Título: Radicalismo saudável é perigoso
Autor: Claudia Bojunga
Fonte: Jornal do Brasil, 27/09/2005, Saúde & Ciência, p. A12

É indiscutível que exagerar na batata-frita, na feijoada, no churrasco, no bolinho de bacalhau etc. pode provocar, a longo prazo, danos à saúde. Mas o excesso é prejudicial também no outro extremo. A obsessão por uma dieta natural também não faz bem, podendo até se transformar em um distúrbio alimentar.

Encaixam-se no perfil as pessoas que adotam dietas extremamente restritivas e passam grande parte do tempo em função do que comem. Os hábitos alimentares assumem um papel tão importante que não conseguem conversar sobre mais nada e acabam se isolando socialmente.

O mal - identificado em 1997 pelo médico americano Steven Bratman - foi chamado de ortorexia. Do grego orthós , correto, verdadeiro, e oréxis , apetite. A vida desses indivíduos é dominada pelo esforço em resistir às tentações, se auto-punir por sair do regime e sentir orgulhoso de si mesmo ao segui-lo.

A nutróloga Jane Corona nunca tinha ouvido falar do problema, mas já identificou alguns dos sintomas em pacientes:

- Há muita preocupação em escolher os alimentos que propagandas e médicos dizem que são perfeitos. - afirma a médica. - Tem gente que abole a gordura da dieta e começa a ter queda de cabelo e pele ressecada. - acrescenta, afirmando que a gordura, animal ou vegetal, é necessária.

Se o estilo xiita natural acarretar em uma brusca perda de peso, é necessário tomar cuidado e procurar um médico.

O próprio Bratman admite em seu site ( www.orthorexia.com) que passou por uma fase de ''purismo dietético'', que acabou abandonando.

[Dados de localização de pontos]

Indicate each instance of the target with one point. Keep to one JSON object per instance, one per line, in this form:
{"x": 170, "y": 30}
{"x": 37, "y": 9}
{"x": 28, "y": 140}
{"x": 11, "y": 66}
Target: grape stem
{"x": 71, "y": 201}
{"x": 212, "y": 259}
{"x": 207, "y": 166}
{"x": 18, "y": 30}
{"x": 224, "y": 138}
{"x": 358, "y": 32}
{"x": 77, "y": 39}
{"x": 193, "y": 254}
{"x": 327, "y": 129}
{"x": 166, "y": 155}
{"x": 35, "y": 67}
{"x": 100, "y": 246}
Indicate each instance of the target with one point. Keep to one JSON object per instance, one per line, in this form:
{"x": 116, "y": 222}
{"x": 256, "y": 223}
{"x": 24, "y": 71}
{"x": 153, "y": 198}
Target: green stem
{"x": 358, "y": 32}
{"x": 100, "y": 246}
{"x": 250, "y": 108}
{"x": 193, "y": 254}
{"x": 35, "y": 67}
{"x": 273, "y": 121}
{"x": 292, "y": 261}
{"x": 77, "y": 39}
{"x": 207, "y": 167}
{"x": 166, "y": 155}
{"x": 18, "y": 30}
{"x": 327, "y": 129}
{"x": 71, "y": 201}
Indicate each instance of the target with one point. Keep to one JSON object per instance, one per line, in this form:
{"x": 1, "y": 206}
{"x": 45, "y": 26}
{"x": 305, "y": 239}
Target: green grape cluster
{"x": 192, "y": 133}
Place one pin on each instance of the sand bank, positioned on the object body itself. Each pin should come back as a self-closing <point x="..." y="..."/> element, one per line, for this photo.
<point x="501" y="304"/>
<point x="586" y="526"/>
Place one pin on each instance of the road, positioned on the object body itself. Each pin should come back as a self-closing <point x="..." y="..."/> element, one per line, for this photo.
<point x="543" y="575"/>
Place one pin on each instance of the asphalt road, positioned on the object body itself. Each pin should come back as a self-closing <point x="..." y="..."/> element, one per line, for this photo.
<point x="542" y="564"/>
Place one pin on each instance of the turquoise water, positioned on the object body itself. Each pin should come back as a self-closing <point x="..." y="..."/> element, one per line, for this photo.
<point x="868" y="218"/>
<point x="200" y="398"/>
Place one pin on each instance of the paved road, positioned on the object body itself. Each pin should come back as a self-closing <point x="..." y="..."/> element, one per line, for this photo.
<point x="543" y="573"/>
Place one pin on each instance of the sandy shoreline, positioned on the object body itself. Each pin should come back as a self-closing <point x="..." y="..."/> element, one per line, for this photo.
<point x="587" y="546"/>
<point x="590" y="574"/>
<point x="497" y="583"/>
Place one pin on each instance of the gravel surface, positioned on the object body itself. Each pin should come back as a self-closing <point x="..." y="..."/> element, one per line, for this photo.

_Enunciado:_
Responda com base no texto sobre ortorexia:
(a) Em que ano e por quem o problema foi identificado?
(b) Segundo a nutróloga Jane Corona, o que passa a acontecer com quem tira a gordura da dieta?
(c) Onde Bratman admite ter passado por uma fase de "purismo dietético"?
Os registros não são necessários para este exercício.

_Resposta:_
(a) Em 1997, pelo médico americano Steven Bratman.
(b) A pessoa começa a ter queda de cabelo e pele ressecada.
(c) No próprio site dele, www.orthorexia.com.